> _Goal_:
Reproduce the lines below from the one that contains "The component shall indicate one point per instance of the stone" through the end, inclusive, and add nothing.

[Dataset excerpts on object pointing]
=======
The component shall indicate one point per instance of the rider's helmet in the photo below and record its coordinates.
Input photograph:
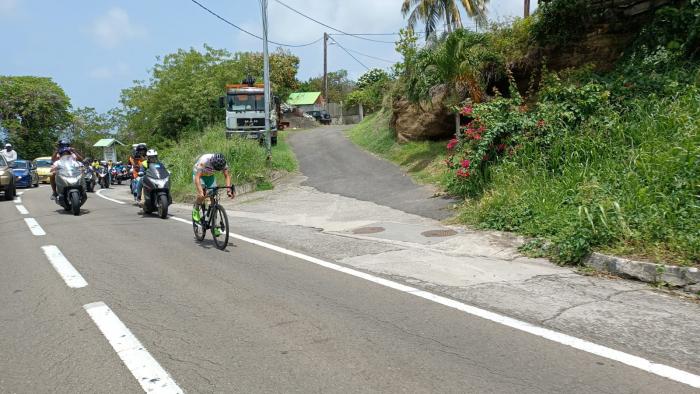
(152, 156)
(141, 150)
(218, 161)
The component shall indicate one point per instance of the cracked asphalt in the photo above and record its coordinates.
(252, 320)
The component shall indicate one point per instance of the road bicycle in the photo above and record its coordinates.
(214, 218)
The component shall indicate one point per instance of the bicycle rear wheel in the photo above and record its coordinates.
(219, 227)
(198, 227)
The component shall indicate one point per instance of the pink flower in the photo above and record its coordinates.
(462, 173)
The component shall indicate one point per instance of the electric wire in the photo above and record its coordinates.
(350, 54)
(249, 33)
(328, 26)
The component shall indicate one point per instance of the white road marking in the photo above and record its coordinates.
(34, 227)
(64, 268)
(99, 193)
(554, 336)
(150, 375)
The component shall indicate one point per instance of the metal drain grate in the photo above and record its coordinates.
(438, 233)
(368, 230)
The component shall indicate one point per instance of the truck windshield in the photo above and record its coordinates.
(246, 102)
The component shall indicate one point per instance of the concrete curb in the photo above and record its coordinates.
(687, 278)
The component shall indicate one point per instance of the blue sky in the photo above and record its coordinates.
(93, 49)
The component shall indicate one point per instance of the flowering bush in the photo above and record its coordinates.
(498, 128)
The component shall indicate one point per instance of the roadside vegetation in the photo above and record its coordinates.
(579, 159)
(246, 159)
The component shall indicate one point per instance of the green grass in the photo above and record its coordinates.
(625, 184)
(246, 160)
(423, 160)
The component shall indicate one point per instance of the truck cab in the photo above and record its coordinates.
(245, 111)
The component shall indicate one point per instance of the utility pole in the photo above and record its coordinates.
(266, 77)
(527, 8)
(325, 67)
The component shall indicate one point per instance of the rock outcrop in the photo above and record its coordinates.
(423, 121)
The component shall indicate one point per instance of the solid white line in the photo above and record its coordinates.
(99, 193)
(580, 344)
(34, 227)
(64, 268)
(150, 375)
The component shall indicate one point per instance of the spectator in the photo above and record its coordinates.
(9, 154)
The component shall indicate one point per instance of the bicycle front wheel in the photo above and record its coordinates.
(219, 227)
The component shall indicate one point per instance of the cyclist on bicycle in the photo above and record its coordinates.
(203, 176)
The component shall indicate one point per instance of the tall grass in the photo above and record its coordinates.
(626, 184)
(246, 159)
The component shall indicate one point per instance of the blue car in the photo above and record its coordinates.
(25, 174)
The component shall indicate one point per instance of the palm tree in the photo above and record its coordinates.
(431, 12)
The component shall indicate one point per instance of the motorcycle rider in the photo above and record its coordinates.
(9, 154)
(151, 158)
(136, 159)
(62, 148)
(203, 177)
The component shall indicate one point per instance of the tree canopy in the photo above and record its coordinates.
(34, 111)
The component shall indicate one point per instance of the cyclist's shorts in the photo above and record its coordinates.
(206, 181)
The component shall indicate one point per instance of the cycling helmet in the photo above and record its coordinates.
(218, 162)
(152, 155)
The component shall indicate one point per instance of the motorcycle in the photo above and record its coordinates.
(103, 177)
(70, 185)
(156, 189)
(90, 179)
(113, 176)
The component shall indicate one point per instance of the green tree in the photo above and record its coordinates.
(371, 87)
(182, 94)
(34, 111)
(432, 12)
(339, 85)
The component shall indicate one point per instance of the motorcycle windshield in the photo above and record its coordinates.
(157, 171)
(68, 167)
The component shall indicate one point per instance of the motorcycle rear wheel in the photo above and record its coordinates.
(75, 202)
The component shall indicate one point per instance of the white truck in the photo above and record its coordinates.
(245, 111)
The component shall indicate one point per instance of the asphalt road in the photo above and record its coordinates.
(335, 165)
(248, 320)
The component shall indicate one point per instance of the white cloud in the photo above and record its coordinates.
(109, 72)
(113, 28)
(7, 7)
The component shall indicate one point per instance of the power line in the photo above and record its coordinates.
(330, 27)
(368, 56)
(350, 54)
(249, 33)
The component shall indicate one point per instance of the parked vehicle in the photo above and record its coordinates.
(245, 111)
(103, 177)
(70, 185)
(7, 179)
(156, 189)
(25, 174)
(90, 179)
(322, 117)
(43, 168)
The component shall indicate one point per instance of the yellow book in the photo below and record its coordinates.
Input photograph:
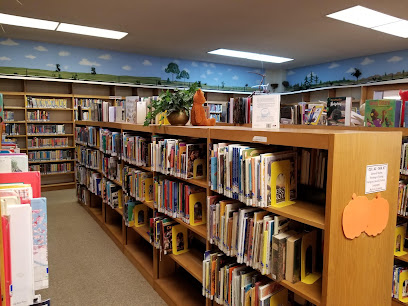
(179, 239)
(197, 210)
(140, 215)
(148, 192)
(264, 252)
(280, 183)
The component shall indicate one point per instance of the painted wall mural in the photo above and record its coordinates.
(359, 70)
(24, 57)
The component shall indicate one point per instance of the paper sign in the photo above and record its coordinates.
(376, 178)
(266, 111)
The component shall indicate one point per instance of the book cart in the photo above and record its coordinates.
(351, 272)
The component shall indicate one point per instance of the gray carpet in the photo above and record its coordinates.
(85, 266)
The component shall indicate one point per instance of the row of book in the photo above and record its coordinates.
(87, 135)
(138, 184)
(49, 155)
(257, 176)
(33, 102)
(178, 158)
(8, 115)
(180, 200)
(52, 168)
(36, 142)
(89, 157)
(229, 283)
(33, 129)
(13, 129)
(136, 149)
(38, 115)
(258, 238)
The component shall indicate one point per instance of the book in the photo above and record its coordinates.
(382, 113)
(339, 111)
(197, 211)
(180, 239)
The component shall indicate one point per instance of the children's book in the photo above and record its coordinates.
(180, 239)
(382, 113)
(197, 210)
(339, 111)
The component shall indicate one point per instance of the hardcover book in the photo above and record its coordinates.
(382, 113)
(339, 111)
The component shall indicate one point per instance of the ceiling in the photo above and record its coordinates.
(188, 29)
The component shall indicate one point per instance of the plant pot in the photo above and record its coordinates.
(178, 118)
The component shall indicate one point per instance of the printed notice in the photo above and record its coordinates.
(266, 111)
(376, 178)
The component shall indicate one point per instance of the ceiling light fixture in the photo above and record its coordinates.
(251, 56)
(83, 30)
(363, 17)
(27, 22)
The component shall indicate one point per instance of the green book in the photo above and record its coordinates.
(382, 113)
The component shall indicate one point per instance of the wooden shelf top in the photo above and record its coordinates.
(50, 161)
(304, 212)
(50, 148)
(192, 261)
(57, 173)
(200, 230)
(49, 135)
(312, 293)
(143, 231)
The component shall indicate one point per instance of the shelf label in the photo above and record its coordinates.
(260, 139)
(376, 178)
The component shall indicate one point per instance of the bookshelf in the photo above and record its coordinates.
(349, 154)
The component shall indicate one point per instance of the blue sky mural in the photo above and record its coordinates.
(38, 55)
(379, 64)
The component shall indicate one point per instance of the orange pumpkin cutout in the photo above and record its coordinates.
(378, 215)
(355, 216)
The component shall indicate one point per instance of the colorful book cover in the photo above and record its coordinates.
(197, 210)
(180, 239)
(339, 111)
(140, 215)
(40, 244)
(382, 113)
(313, 115)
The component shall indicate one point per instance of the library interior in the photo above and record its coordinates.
(204, 153)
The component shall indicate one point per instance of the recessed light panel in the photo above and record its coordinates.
(83, 30)
(363, 17)
(251, 56)
(27, 22)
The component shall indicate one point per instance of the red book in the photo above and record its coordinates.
(32, 177)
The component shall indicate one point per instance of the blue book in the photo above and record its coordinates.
(214, 173)
(40, 243)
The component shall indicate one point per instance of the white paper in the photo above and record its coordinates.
(376, 178)
(266, 111)
(21, 247)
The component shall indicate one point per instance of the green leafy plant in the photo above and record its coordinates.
(171, 101)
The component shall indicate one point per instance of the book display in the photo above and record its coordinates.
(296, 171)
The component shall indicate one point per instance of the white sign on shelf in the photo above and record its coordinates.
(376, 178)
(266, 111)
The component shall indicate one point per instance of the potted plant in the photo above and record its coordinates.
(176, 104)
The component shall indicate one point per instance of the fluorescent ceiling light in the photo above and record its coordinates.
(28, 22)
(76, 29)
(363, 17)
(251, 56)
(399, 28)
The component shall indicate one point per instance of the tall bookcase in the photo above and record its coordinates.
(348, 265)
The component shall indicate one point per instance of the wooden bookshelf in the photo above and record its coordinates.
(346, 149)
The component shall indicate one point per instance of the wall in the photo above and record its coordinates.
(373, 68)
(24, 57)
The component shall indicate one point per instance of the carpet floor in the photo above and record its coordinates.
(85, 266)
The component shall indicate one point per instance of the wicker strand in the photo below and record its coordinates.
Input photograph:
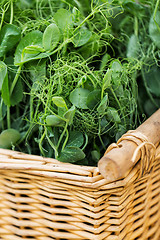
(146, 149)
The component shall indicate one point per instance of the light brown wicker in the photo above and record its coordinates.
(43, 199)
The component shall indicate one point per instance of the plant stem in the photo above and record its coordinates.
(52, 145)
(15, 79)
(65, 142)
(8, 117)
(1, 114)
(2, 19)
(11, 16)
(119, 105)
(62, 134)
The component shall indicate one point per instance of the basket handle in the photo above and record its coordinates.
(132, 146)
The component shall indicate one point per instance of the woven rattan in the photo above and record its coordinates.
(43, 199)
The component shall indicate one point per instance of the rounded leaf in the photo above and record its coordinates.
(54, 121)
(9, 137)
(78, 97)
(154, 29)
(51, 37)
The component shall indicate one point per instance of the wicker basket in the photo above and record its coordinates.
(41, 198)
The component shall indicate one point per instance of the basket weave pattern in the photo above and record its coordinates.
(43, 199)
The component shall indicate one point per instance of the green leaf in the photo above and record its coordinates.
(9, 137)
(112, 115)
(152, 80)
(33, 38)
(93, 98)
(9, 36)
(37, 71)
(81, 37)
(3, 73)
(54, 121)
(154, 29)
(101, 109)
(107, 79)
(71, 154)
(76, 139)
(59, 102)
(104, 61)
(63, 19)
(4, 84)
(51, 37)
(133, 47)
(17, 93)
(33, 49)
(69, 115)
(78, 97)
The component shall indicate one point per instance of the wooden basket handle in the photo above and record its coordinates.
(135, 144)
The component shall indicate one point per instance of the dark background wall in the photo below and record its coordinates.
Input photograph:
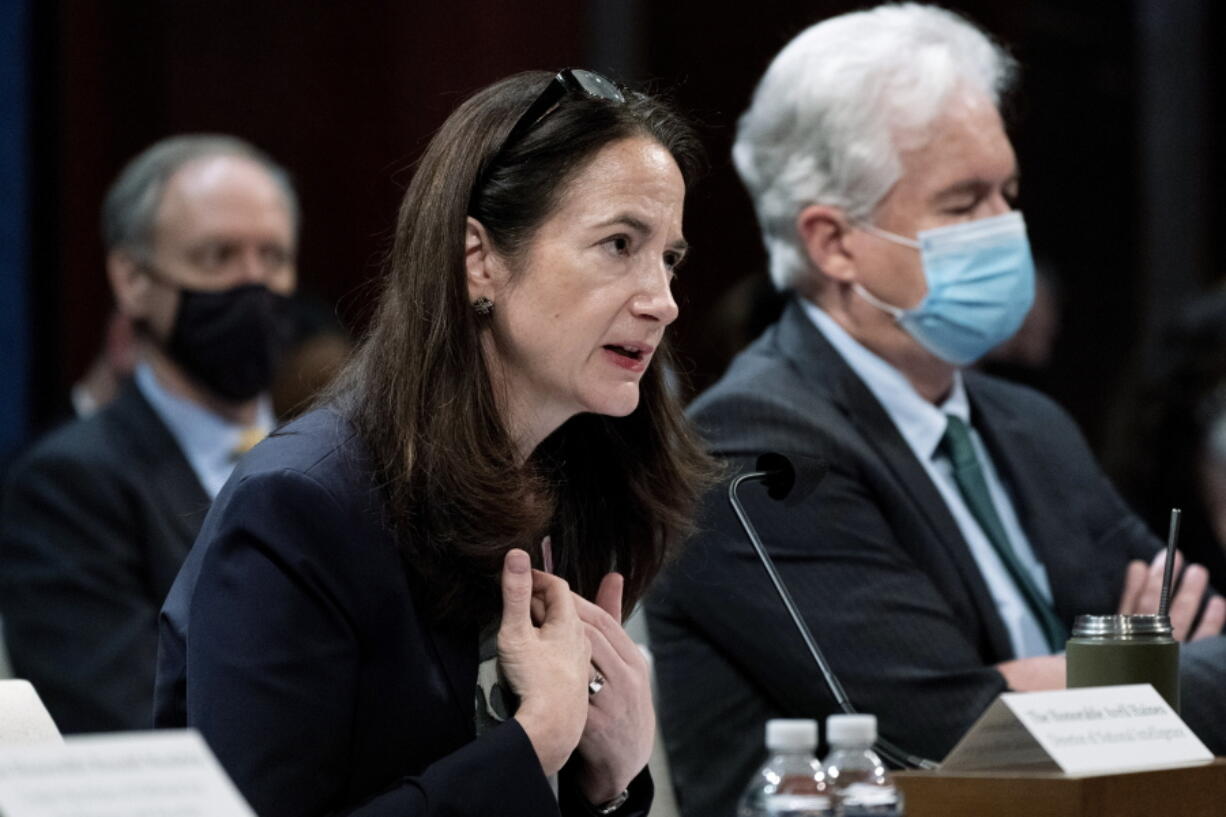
(1119, 106)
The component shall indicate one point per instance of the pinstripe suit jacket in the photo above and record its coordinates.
(877, 563)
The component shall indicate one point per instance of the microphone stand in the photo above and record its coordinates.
(893, 755)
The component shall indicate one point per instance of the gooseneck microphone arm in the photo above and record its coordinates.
(780, 475)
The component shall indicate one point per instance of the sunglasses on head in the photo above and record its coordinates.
(578, 82)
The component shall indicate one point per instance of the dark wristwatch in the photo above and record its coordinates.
(609, 806)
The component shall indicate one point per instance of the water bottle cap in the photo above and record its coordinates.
(791, 735)
(844, 730)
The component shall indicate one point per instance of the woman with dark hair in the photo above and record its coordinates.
(358, 628)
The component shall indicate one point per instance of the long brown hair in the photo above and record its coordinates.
(613, 492)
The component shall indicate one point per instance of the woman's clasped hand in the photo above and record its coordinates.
(551, 644)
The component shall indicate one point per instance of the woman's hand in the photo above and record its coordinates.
(548, 665)
(620, 718)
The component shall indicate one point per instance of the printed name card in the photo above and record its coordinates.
(1091, 730)
(164, 773)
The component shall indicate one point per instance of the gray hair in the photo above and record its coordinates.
(129, 211)
(823, 122)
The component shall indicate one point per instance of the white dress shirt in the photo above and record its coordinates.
(922, 425)
(207, 441)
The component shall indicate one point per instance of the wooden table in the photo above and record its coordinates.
(1184, 791)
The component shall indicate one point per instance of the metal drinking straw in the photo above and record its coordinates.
(1172, 539)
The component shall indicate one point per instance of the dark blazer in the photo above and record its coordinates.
(97, 519)
(877, 564)
(291, 640)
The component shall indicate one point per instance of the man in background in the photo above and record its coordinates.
(963, 521)
(200, 234)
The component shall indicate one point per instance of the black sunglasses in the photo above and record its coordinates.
(565, 82)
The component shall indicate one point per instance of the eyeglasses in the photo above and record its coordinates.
(567, 81)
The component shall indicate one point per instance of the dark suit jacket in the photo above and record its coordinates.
(877, 564)
(291, 640)
(97, 519)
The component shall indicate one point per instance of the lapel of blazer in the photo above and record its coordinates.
(1046, 519)
(826, 373)
(456, 653)
(164, 467)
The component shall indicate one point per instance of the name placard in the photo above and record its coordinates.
(1090, 730)
(164, 773)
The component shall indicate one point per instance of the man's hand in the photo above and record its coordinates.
(1143, 589)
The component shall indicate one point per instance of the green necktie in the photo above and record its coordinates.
(969, 474)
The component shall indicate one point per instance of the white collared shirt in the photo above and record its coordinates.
(207, 442)
(922, 425)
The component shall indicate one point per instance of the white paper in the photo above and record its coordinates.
(23, 719)
(1091, 730)
(133, 774)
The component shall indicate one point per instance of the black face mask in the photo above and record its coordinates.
(231, 341)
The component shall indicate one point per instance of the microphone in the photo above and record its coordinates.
(787, 483)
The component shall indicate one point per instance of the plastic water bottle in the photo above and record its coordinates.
(853, 773)
(791, 783)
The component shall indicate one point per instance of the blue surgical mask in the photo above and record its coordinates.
(981, 283)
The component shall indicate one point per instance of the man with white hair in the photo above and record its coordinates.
(200, 233)
(963, 521)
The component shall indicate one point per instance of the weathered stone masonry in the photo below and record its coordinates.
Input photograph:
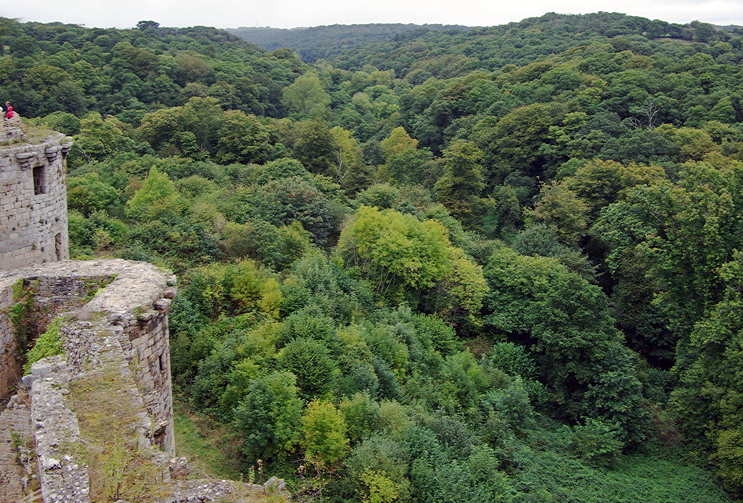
(116, 362)
(33, 202)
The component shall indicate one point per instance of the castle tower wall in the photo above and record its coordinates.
(33, 202)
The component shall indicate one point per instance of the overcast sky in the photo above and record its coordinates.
(294, 13)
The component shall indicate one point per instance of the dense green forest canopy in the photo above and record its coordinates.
(494, 264)
(319, 42)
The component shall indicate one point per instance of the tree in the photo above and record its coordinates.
(460, 187)
(157, 198)
(315, 147)
(564, 210)
(306, 96)
(590, 372)
(269, 417)
(242, 138)
(324, 429)
(395, 251)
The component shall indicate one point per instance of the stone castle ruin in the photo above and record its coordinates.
(92, 419)
(33, 198)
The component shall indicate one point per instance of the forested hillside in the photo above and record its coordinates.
(320, 42)
(501, 264)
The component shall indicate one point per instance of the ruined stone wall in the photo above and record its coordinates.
(33, 202)
(109, 394)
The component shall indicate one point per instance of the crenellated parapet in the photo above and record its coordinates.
(33, 202)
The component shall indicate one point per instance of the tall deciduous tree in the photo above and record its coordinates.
=======
> _Output for this exercise_:
The component shall indicate one point per instance of the stone castle ruin in the photo above and record its coordinates.
(92, 419)
(33, 198)
The component shall indicate one point per instance of the forested hillside in the photo above and record its coordinates.
(320, 42)
(501, 264)
The component shall indicate one point per instance of the ruined stone wall in the photo above and record its coordinates.
(33, 202)
(109, 394)
The component shall indicate one point per instance of the crenellated parapet in the photo above and record its coordinates.
(33, 202)
The component shall indicate one point per instance of the tall deciduous tree in the photo above and record its coordinates.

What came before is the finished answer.